Natural-language object grounding data:
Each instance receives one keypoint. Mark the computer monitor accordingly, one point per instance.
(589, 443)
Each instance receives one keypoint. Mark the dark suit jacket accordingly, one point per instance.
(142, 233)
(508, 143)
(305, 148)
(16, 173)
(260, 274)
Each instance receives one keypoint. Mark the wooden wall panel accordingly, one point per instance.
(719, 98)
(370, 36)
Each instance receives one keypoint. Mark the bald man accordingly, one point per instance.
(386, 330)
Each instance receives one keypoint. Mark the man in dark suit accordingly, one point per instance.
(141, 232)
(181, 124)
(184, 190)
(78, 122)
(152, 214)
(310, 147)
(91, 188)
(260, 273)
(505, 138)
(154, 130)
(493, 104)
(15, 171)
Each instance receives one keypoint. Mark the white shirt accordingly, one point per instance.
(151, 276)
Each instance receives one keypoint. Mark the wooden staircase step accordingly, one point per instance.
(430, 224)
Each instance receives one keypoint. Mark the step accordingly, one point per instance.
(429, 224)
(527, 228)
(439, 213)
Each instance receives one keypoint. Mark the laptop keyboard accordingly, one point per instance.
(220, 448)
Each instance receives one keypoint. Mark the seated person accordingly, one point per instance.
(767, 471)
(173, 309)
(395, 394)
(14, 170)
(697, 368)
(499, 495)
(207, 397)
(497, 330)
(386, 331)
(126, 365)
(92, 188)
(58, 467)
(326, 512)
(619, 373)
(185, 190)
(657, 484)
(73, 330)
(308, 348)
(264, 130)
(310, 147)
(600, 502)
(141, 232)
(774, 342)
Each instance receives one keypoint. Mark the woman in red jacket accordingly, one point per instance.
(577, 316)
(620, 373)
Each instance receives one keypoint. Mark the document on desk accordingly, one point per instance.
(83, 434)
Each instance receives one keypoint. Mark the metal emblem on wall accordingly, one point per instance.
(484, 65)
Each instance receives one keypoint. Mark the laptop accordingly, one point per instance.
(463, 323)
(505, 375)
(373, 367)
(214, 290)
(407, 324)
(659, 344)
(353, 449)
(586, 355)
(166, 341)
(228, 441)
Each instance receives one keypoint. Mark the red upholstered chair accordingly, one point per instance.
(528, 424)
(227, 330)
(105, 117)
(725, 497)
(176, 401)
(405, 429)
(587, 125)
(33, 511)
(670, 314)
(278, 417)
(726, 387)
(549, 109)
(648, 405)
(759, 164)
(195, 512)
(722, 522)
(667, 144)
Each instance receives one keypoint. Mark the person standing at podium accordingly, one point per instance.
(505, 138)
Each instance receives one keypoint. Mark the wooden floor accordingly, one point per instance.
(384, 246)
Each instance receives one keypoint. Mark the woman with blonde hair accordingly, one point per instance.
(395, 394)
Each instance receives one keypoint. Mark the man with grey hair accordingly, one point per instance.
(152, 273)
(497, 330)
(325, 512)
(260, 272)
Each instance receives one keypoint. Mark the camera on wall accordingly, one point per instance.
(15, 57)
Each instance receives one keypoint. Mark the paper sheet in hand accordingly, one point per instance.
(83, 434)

= THE PROBLEM =
All entries shown above should be printed again exactly.

= RESPONSE AREA =
Each instance receives one keypoint. Mark the computer monitor accordingly, one point per instance.
(589, 443)
Each instance receives one keypoint. Mark the dark suit jacket accordingly, one point per instance.
(142, 233)
(508, 143)
(305, 148)
(16, 173)
(260, 274)
Each instance receives one keypoint. Mark the wooden wall panel accordingly, one point per instance.
(719, 98)
(370, 36)
Each instance receives one keypoint. Mark the bald man accordingly, one point per instance.
(386, 330)
Each instance receives one keypoint. Mark the man in dark suit accordingly, one point per instance.
(141, 232)
(181, 124)
(184, 190)
(78, 122)
(152, 214)
(310, 147)
(91, 188)
(260, 273)
(505, 138)
(154, 130)
(493, 104)
(15, 171)
Each instance receives one keypoint. Mark the white shirt accordingly, one point per instance.
(151, 276)
Each instance receives one keypoint. Mark the wooden staircase step accordingly, one point per instance.
(430, 224)
Each instance receives one keypoint. Mark the step accordingly, one point per instance.
(429, 224)
(527, 228)
(439, 213)
Each instance receives one keypoint. Mark the laptop keyboard accordingly, one point per instance.
(220, 448)
Each instance receives one keypoint. Mark the seated person accordingly, one point per instance.
(767, 471)
(173, 309)
(395, 394)
(14, 170)
(697, 368)
(499, 495)
(207, 397)
(497, 330)
(386, 331)
(126, 365)
(92, 188)
(58, 467)
(326, 512)
(619, 373)
(185, 190)
(657, 484)
(73, 330)
(308, 348)
(264, 130)
(310, 147)
(600, 502)
(141, 232)
(774, 342)
Each instance receives one keypoint. Mark the woman in red jacket accordingly, one point per instance.
(577, 316)
(620, 373)
Each instance receives one keypoint. Mark the document on desk accordingly, one point per instance.
(83, 434)
Each instance receives one keypoint. Mark the metal emblem on wall accordingly, one point per instance.
(484, 65)
Each instance receives one keypoint. Mark the laptop accordingly, one point per instance.
(463, 323)
(505, 375)
(373, 367)
(214, 290)
(407, 324)
(659, 344)
(353, 449)
(586, 355)
(166, 341)
(228, 441)
Each instance receives one keypoint. Mark the red upholstered chair accordingly, one point per instance.
(528, 424)
(227, 330)
(105, 117)
(725, 497)
(176, 401)
(405, 429)
(587, 125)
(33, 511)
(670, 314)
(278, 417)
(726, 387)
(549, 109)
(648, 405)
(759, 164)
(195, 512)
(722, 522)
(667, 144)
Each instance receives one keypoint. Mark the person standing at podium accordingly, one point per instance.
(505, 138)
Each instance receives one keypoint. Mark the wooden floor accordingly, one point per instance.
(384, 246)
Each instance receives one keypoint. Mark the woman with blonde hair accordingly, one point per instance.
(395, 394)
Each instance receives one keypoint. Mark the man with grey hair accordingly, one point per instance.
(152, 273)
(497, 330)
(325, 512)
(260, 272)
Each instance receives one keypoint. Mark the camera on wall accordingly, one point per instance.
(15, 57)
Each instance receives one keypoint. Mark the paper sheet in hand accordingly, one point per instance.
(83, 434)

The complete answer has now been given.